> **Task brief**:
The response should contain only those lines of the entries below that include the string "following".

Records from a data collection
◆ ◆ ◆
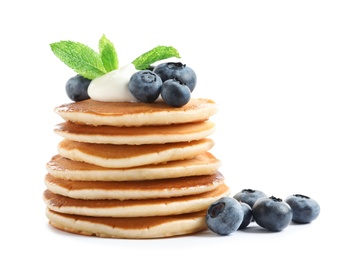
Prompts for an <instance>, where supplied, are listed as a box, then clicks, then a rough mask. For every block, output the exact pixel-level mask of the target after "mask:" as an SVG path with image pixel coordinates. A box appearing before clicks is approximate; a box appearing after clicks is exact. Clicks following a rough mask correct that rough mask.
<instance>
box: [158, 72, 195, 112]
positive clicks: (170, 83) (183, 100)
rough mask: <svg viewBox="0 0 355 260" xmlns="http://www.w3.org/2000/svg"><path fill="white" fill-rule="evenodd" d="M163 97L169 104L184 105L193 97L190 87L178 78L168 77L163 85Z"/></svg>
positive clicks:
◆ ◆ ◆
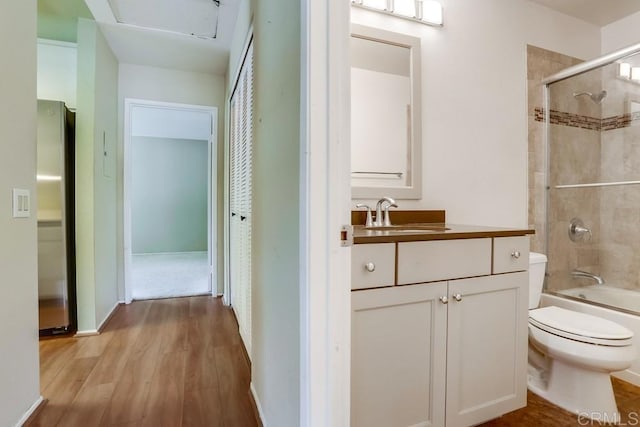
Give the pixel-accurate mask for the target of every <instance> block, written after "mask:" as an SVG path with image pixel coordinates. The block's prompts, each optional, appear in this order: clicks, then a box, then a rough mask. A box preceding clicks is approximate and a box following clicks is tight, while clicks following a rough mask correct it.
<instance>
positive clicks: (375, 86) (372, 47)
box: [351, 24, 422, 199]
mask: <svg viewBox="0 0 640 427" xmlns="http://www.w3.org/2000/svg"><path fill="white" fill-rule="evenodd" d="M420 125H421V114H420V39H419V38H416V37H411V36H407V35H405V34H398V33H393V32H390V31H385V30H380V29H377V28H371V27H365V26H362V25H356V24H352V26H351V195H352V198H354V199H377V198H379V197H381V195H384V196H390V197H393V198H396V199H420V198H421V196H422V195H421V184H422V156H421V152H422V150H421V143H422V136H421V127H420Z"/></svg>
◆ ◆ ◆
> **Task response**:
Prompts for an <instance>, where supplied, are listed as a box, then clicks, then a rough mask. For every block, output the exact pixel-level mask of the target after "mask:" as an SVG path with image pixel coordinates. A box appearing before clicks is approximate; a box appearing after clicks is exact. Clicks following a rough mask correct that rough mask.
Give the pixel-accurate mask for the target of every <instance> block, written after "mask:" as an SVG path with image pixel coordinates. The block's prompts, each optional, appear in this order: clicks, then a box, then a rough mask. A box preceding clicks is approximate and a box following clicks is tight, while clicks following a rough mask correct it.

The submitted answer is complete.